→ **To do**: List each line in the items below that contains the word "rough".

→ **Dataset extract**:
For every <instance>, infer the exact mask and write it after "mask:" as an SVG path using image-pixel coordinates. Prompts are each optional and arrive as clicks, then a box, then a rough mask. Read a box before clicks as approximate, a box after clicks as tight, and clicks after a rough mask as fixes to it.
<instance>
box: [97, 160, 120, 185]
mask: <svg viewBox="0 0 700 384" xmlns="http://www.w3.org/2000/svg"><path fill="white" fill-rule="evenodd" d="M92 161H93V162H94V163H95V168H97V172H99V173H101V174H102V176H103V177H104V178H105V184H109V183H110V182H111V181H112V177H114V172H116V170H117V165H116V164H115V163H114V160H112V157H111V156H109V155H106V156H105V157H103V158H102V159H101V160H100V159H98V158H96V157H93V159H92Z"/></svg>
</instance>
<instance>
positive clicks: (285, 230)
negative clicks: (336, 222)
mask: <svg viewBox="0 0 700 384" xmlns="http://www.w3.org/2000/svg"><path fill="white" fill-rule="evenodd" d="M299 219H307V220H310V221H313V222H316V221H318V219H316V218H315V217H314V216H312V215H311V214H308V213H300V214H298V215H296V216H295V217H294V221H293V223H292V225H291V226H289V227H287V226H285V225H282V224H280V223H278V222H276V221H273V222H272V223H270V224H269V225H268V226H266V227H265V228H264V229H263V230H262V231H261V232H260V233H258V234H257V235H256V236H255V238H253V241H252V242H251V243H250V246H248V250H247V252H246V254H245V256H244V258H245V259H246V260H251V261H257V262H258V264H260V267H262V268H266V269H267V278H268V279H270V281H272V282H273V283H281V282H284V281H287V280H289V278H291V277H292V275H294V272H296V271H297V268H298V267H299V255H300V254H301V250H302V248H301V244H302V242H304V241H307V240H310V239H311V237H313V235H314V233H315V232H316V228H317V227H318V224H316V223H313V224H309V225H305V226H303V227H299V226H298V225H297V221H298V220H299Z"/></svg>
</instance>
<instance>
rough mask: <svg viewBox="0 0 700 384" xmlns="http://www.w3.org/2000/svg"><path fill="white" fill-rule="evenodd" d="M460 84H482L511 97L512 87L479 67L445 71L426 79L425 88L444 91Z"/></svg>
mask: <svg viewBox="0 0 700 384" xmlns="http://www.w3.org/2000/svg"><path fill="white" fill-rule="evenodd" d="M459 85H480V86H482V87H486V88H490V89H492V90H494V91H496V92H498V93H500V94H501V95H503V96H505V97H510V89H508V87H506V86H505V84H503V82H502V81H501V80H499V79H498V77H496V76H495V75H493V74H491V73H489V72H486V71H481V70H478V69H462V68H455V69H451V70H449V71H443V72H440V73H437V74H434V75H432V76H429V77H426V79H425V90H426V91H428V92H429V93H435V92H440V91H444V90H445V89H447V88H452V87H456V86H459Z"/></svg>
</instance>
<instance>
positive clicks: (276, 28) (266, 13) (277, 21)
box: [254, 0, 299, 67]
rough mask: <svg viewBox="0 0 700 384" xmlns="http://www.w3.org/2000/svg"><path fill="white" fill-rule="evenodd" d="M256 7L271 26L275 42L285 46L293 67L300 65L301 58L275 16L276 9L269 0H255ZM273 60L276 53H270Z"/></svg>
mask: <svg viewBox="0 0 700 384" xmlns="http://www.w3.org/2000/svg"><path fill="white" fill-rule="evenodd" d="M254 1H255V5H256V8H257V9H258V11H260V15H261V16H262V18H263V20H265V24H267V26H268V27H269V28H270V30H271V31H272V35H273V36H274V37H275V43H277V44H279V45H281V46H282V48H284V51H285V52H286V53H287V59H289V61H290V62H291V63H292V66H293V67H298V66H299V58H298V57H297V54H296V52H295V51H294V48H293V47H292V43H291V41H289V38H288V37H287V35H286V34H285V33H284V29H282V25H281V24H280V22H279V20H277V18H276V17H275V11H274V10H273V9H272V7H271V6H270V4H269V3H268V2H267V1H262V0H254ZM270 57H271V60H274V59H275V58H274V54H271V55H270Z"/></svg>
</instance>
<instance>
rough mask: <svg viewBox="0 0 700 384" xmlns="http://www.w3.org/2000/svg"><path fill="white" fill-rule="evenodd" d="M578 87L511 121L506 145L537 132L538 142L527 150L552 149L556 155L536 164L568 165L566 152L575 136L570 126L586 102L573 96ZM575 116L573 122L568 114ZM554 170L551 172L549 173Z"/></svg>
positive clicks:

→ **Task result**:
For every <instance>, infer the exact mask and write it after "mask:" as an SVG path using image-pixel coordinates. Prompts are each optional and arrive as clicks, then a box, then a rough mask. Read a box before clicks as approximate, a box after clicks as tight, and clicks after a rough mask as fixes to it.
rough mask: <svg viewBox="0 0 700 384" xmlns="http://www.w3.org/2000/svg"><path fill="white" fill-rule="evenodd" d="M460 84H482L511 97L512 87L479 67L445 71L426 79L425 88L444 91Z"/></svg>
rough mask: <svg viewBox="0 0 700 384" xmlns="http://www.w3.org/2000/svg"><path fill="white" fill-rule="evenodd" d="M256 7L271 26L275 42L285 46L293 67L300 65L301 58L275 16L276 9L269 0H255ZM273 60L276 53H270Z"/></svg>
rough mask: <svg viewBox="0 0 700 384" xmlns="http://www.w3.org/2000/svg"><path fill="white" fill-rule="evenodd" d="M578 87L511 121L506 145L537 132L538 142L527 150L552 149L556 155L536 164L568 165L566 152L575 136L570 126L586 102L573 96ZM575 116L573 122L568 114ZM554 170L551 172L549 173Z"/></svg>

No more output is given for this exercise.